• ÉNONCÉ DU PROBLÈME 1: Selon l'extrait de procédure, quelle somme le CAMEROUN demande-t-il que GAROUBE soit condamné à lui payer ?
• ÉNONCÉ DU PROBLÈME 2: Recopiez fidèlement le passage de l'extrait de procédure qui va de « Par conclusions du » jusqu'à « de cet addendum. ».
• ÉNONCÉ DU PROBLÈME 3: Indiquez si chacune des affirmations suivantes concorde avec l'extrait de procédure, en répondant par oui ou par non et en citant les mots décisifs de l'extrait : (a) Le CAMEROUN a déposé ses conclusions le 6 janvier 2012. (b) GAROUBE demande à titre principal la limitation de l'annulation au paragraphe 28 du dispositif de l'addendum. (c) Le CAMEROUN sollicite l'annulation de l'addendum.

• SECTION DU TEXTE:
Par conclusions du 6 janvier 2012, le CAMEROUN sollicite l'annulation de cet addendum ainsi que la condamnation de GAROUBE à lui payer la somme de 10.000 euros en application de l'article 700 du code de procédure civile.

Par des conclusions du 12 janvier 2012, GAROUBE reprend les demandes et moyens développés dans les écritures prises à l'égard de la sentence partielle et sollicite subsidiairement la limitation de l'annulation au paragraphe 28 du dispositif de l'addendum, et plus subsidiairement à la résolution n° 28 de cet addendum.

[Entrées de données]
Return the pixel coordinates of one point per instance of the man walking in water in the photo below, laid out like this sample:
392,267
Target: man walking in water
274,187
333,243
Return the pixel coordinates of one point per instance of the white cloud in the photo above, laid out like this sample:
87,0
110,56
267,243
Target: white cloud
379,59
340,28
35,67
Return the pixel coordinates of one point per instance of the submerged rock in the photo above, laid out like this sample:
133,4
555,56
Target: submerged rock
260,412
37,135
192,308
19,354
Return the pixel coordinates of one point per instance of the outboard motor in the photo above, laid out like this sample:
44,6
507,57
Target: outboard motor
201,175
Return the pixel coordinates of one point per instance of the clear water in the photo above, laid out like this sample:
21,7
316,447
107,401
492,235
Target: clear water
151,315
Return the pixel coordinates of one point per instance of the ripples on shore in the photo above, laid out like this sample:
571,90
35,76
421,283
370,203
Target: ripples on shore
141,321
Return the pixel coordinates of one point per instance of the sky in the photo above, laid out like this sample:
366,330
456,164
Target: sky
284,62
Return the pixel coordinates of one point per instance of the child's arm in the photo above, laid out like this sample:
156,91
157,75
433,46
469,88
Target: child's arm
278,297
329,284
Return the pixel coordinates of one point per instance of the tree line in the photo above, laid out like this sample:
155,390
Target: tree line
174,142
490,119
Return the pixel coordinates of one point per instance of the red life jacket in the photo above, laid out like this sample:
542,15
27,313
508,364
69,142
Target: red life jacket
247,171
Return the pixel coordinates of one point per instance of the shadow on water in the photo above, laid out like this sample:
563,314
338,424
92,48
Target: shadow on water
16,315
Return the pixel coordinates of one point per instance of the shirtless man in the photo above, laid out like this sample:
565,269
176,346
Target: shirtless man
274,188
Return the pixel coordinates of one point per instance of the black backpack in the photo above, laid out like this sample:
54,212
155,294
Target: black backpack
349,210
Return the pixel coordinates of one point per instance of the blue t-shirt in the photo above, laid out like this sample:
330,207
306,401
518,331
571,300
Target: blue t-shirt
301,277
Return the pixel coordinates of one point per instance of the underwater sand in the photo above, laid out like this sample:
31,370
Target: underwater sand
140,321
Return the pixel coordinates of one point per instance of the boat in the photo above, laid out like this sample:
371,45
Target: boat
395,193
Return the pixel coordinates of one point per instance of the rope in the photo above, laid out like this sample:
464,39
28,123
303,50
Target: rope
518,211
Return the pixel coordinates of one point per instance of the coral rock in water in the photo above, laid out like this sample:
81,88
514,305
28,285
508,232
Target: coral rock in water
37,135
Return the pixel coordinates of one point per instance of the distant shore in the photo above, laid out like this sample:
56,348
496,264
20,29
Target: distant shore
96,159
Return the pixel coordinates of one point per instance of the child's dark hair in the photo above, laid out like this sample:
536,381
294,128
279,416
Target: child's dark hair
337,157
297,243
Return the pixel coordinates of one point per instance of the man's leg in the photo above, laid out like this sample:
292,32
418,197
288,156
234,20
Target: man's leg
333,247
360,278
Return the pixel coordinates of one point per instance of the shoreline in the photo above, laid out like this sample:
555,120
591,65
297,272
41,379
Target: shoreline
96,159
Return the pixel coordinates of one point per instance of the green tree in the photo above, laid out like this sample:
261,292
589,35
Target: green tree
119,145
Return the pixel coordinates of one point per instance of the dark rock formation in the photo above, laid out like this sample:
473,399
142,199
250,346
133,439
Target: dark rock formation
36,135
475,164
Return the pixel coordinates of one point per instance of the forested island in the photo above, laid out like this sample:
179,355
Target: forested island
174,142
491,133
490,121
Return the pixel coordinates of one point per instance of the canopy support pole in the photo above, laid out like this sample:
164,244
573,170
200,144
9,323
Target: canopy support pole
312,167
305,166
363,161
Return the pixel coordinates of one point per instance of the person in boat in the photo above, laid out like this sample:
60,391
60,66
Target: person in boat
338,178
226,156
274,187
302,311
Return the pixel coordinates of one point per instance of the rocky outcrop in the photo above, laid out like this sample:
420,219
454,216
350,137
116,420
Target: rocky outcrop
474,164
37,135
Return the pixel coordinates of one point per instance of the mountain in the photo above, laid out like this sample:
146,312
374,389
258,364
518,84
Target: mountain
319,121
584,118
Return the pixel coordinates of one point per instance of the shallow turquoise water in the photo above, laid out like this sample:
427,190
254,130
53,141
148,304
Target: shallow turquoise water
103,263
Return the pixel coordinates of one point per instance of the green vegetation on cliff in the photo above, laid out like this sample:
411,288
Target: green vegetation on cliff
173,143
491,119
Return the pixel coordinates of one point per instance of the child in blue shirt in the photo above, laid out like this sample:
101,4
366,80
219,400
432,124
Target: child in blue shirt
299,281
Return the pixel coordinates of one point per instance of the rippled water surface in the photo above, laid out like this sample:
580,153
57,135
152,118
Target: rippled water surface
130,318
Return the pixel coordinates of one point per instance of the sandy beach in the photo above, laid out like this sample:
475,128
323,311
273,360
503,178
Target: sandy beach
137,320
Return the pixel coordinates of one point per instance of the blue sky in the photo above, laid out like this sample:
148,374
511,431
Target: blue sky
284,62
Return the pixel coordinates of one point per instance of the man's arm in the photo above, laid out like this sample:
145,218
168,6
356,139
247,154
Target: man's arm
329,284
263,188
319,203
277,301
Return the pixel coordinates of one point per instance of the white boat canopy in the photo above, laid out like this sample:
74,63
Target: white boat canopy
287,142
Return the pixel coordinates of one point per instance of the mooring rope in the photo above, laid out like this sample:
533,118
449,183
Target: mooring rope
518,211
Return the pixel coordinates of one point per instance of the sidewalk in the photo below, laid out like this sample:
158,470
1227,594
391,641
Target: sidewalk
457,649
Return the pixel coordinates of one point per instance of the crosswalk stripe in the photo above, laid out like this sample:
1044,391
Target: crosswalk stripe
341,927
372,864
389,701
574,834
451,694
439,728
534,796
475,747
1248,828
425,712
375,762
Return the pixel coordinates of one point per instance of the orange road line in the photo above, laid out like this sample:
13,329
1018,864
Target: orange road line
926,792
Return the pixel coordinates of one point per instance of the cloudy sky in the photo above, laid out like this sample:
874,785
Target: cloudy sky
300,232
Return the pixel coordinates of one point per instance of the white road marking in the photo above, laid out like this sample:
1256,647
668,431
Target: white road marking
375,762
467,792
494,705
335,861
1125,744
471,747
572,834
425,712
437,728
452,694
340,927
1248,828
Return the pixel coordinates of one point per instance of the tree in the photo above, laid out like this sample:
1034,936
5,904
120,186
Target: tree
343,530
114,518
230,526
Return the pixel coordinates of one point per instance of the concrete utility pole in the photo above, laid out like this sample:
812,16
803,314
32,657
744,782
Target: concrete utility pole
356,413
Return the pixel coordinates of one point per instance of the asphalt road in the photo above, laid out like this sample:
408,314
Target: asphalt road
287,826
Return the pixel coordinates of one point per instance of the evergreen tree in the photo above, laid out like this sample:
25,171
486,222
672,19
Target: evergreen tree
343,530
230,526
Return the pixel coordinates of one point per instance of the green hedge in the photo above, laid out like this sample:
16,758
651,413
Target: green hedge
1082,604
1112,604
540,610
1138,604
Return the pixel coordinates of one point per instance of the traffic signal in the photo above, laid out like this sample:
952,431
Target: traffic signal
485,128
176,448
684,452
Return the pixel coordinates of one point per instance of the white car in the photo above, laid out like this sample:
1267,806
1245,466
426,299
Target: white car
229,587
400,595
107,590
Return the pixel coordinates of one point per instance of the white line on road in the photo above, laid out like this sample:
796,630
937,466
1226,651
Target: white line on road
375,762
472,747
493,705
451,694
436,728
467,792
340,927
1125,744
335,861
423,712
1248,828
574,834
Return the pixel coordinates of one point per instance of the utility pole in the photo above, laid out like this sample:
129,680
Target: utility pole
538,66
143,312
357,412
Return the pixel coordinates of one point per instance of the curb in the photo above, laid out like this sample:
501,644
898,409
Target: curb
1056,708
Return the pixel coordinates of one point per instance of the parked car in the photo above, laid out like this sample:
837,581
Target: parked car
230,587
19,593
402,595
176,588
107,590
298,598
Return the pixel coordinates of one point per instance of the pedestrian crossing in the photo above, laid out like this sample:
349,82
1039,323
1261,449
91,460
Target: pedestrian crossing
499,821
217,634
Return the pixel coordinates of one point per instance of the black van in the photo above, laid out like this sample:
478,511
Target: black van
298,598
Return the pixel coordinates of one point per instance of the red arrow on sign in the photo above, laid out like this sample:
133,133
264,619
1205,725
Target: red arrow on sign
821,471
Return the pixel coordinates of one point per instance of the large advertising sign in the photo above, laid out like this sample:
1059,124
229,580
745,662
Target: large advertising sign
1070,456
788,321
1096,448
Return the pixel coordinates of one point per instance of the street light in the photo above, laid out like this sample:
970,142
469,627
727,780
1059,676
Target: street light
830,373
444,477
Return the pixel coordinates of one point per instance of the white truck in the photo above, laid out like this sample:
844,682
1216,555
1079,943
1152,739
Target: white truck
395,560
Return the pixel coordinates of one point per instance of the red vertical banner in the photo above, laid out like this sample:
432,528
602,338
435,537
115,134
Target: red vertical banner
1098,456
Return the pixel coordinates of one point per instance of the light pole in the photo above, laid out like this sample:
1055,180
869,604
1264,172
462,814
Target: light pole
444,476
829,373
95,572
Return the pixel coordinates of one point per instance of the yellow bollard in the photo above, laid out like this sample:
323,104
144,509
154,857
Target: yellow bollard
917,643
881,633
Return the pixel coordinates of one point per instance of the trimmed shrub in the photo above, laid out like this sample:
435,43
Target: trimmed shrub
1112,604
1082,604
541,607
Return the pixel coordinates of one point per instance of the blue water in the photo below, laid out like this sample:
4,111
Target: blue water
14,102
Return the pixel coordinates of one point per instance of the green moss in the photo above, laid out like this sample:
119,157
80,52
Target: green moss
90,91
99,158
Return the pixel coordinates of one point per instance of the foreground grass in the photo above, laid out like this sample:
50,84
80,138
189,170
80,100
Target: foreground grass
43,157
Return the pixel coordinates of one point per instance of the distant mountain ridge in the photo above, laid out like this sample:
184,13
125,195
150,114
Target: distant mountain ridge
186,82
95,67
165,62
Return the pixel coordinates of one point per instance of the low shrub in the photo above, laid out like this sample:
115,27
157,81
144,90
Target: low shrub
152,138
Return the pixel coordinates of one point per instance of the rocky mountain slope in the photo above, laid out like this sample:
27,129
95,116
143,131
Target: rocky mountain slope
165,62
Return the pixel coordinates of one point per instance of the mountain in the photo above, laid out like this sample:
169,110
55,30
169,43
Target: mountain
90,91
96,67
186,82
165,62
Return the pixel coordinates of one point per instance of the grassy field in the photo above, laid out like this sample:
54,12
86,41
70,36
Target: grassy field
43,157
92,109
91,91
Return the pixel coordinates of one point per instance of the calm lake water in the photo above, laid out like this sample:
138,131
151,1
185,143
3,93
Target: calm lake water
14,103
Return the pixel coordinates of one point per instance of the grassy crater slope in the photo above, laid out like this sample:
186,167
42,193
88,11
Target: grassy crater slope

• CORRIGÉ DE L'EXERCICE 1: La somme de 10.000 euros, en application de l'article 700 du code de procédure civile.

• CORRIGÉ DE L'EXERCICE 2:
Par conclusions du 6 janvier 2012, le CAMEROUN sollicite l'annulation de cet addendum ainsi que la condamnation de GAROUBE à lui payer la somme de 10.000 euros en application de l'article 700 du code de procédure civile.

Par des conclusions du 12 janvier 2012, GAROUBE reprend les demandes et moyens développés dans les écritures prises à l'égard de la sentence partielle et sollicite subsidiairement la limitation de l'annulation au paragraphe 28 du dispositif de l'addendum, et plus subsidiairement à la résolution n° 28 de cet addendum.

• CORRIGÉ DE L'EXERCICE 3:
(a) Oui : « Par conclusions du 6 janvier 2012, le CAMEROUN sollicite ».
(b) Non : « sollicite subsidiairement la limitation de l'annulation au paragraphe 28 du dispositif de l'addendum ».
(c) Oui : « le CAMEROUN sollicite l'annulation de cet addendum ».